«Bisognava trovare la forza perché di fronte a noi c'era il muro, nessuno cercava la verità. Per tutti c’era il “caso Marrazzo”. Dopo due mesi dall’uscita del libro possiamo dire che tutto è svanito. Siamo passati dalla vicenda dei carabinieri infedeli alla possibilità di ragionare su quelli che potevano essere stati i miei errori di opportunità, per non aver denunciato l’accaduto. Ma il “caso Marazzo” è finito e lo devo al coraggio delle mie tre figlie, Giulia Diletta e Chiara». Piero Marrazzo, giornalista Rai, conduttore di programmi di successo come “Mi manda Raitre”, presidente della Regione Lazio dal 2005 al 2009, pronto a proporre di nuovo la sua candidatura forte di un consenso superiore al 60%, viene travolto, a ottobre del 2009, da un processo mediatico che supera anche i confini nazionali. Ma lui è la vittima.

- Dati registrati -
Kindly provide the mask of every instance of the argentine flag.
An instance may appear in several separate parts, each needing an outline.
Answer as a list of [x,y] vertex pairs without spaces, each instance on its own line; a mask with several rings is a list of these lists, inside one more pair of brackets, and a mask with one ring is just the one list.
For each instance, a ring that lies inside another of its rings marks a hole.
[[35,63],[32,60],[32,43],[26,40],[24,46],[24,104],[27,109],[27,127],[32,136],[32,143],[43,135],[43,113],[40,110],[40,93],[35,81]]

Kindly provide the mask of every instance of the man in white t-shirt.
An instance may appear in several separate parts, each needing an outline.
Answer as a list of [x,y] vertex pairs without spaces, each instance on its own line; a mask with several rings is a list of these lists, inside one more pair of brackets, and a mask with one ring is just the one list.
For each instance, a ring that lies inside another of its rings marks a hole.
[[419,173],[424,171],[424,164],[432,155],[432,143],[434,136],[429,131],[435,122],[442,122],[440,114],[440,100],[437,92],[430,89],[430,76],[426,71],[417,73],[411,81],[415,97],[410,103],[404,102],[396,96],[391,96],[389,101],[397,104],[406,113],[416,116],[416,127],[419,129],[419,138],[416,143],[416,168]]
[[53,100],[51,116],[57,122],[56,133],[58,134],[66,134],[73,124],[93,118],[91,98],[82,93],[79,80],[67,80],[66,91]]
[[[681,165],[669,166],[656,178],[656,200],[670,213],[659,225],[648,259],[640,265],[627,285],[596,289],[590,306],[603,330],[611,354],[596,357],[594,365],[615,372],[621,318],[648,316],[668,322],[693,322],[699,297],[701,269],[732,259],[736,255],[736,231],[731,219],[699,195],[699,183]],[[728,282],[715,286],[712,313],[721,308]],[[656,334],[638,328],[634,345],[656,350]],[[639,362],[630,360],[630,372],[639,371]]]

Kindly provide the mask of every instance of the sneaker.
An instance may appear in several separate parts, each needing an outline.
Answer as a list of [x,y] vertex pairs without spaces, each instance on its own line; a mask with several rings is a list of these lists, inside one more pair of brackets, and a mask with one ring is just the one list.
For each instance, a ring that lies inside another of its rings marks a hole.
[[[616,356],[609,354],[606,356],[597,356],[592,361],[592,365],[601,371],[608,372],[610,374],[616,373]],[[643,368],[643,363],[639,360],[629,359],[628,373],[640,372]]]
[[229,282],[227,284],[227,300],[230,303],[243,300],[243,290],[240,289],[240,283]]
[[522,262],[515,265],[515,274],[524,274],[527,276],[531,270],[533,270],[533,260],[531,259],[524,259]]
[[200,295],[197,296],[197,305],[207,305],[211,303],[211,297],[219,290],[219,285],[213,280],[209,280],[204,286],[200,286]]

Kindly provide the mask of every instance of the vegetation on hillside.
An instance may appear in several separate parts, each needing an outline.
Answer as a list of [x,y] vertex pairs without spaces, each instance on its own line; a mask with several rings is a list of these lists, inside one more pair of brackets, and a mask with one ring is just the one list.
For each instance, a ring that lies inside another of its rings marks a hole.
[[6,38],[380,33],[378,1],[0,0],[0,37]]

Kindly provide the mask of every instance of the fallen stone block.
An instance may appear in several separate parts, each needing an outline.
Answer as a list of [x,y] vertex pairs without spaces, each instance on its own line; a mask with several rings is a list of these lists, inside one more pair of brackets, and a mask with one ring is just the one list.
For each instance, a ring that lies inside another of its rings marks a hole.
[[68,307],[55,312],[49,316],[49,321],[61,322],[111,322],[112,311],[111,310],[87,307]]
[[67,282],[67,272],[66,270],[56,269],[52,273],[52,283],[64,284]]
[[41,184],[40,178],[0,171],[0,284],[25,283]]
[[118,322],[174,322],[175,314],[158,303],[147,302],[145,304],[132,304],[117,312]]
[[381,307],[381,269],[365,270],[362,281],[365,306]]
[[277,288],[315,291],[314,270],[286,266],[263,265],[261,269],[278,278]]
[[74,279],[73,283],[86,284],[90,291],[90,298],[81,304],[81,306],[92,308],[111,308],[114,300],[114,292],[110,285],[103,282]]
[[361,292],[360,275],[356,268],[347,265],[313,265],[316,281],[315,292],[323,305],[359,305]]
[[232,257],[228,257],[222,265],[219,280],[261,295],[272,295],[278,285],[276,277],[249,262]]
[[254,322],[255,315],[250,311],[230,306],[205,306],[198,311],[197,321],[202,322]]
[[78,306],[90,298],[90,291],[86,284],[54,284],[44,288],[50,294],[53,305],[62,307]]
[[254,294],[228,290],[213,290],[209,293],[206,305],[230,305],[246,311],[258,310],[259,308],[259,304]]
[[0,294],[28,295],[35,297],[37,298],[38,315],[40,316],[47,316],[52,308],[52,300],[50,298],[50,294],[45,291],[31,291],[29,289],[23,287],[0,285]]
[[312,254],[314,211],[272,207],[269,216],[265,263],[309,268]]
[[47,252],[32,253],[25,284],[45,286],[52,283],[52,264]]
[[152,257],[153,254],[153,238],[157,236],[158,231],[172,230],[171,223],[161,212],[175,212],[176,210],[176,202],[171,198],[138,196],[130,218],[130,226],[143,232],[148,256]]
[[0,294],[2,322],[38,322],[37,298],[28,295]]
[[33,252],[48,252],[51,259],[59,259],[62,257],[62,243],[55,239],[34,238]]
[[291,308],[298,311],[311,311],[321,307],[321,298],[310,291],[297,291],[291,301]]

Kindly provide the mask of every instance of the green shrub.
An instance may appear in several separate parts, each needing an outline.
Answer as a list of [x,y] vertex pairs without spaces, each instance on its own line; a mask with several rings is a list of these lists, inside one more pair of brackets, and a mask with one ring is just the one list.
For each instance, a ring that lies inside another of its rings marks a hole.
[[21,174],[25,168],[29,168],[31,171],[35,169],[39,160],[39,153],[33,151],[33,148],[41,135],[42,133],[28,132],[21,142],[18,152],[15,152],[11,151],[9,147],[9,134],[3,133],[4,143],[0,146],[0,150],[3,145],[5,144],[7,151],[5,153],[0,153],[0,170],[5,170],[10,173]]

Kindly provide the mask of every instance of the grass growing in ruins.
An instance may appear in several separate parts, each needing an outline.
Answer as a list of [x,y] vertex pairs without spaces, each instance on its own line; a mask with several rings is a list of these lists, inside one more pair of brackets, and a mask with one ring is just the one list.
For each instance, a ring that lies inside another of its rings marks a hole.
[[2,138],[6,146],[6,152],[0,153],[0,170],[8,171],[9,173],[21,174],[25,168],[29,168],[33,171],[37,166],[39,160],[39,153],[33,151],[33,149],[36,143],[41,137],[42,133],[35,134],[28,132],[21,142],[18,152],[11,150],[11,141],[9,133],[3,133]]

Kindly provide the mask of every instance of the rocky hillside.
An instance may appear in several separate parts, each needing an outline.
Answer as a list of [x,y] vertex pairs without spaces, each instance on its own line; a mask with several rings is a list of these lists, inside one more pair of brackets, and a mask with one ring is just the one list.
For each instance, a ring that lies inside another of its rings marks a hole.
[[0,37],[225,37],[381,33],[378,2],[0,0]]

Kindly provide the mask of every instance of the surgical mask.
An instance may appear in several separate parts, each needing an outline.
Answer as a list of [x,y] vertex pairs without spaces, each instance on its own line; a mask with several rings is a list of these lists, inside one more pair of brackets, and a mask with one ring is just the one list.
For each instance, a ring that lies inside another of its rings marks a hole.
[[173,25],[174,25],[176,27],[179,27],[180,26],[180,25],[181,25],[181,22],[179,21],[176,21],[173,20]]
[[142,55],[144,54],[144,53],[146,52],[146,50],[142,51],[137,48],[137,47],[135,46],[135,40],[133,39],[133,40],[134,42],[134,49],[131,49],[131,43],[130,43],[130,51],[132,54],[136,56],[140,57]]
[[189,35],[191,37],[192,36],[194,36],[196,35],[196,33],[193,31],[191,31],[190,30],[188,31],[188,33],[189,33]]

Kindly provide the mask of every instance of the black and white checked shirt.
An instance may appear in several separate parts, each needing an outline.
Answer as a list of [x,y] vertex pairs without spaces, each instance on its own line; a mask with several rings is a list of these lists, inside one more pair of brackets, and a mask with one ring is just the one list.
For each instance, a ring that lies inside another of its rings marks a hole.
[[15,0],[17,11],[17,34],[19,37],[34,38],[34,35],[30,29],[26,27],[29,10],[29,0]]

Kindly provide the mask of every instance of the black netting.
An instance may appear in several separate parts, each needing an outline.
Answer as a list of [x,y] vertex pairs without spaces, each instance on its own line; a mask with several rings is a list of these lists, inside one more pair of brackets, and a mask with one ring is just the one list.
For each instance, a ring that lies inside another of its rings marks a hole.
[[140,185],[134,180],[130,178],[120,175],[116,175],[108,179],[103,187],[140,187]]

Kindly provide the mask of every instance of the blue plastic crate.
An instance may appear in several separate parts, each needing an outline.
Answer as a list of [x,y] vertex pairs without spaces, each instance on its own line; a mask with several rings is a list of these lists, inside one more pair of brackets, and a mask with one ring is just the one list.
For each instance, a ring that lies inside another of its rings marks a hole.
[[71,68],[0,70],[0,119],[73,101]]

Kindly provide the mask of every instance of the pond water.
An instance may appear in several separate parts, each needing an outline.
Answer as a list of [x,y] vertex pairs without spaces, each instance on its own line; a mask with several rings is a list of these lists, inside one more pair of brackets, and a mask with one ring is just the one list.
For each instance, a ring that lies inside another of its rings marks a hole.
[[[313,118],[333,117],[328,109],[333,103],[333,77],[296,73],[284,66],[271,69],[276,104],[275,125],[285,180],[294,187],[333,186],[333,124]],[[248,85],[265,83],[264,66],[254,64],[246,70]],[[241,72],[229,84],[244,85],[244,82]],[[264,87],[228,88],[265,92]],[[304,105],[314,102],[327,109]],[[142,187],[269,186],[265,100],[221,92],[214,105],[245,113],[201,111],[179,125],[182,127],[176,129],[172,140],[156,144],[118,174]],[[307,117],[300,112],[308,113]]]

- Cosa produrre -
Riprendi il testo su Piero Marrazzo e proseguilo a partire dalla sua ultima frase.

- La risposta -
I carabinieri infedeli che lo ricattano, per averlo trovato in un appartamento con una donna transessuale sex worker, saranno condannati dopo molto anni, ma lui si dimette da governatore del Lazio. A distanza di 15, dopo un breve ritiro nell’Abbazia di Montecassino e un percorso psicoterapeutico scrive “Storia senza eroi” (Marsilio editore), un viaggio nel dolore, nella solitudine, nei misteri della sua famiglia. A partire dalla vicenda di suo fratello Riccardo Spina, nato negli Stati Uniti, dove ha vissuto la madre e che portava il cognome di lei. È l’enigma centrale del libro di Piero Marrazzo che, attraverso la vita personale e professionale di suo padre Joe, parla anche di patriarcato, Cia, Gladio, servizi segreti, Cosa nostra, boss della mafia italo-americana, camorra, Cutolo, sequestro Cirillo, Br, Pecorelli, Pazienza, Impastato, il massacro del Circeo, ma anche di De Gasperi.

Proprio le tue figlie con le loro parole sono andate dritte, non hanno fatto sconti né a te, né alla società. Cosa ha significato l’aver nascosto alla tua famiglia quello che ti stava accadendo?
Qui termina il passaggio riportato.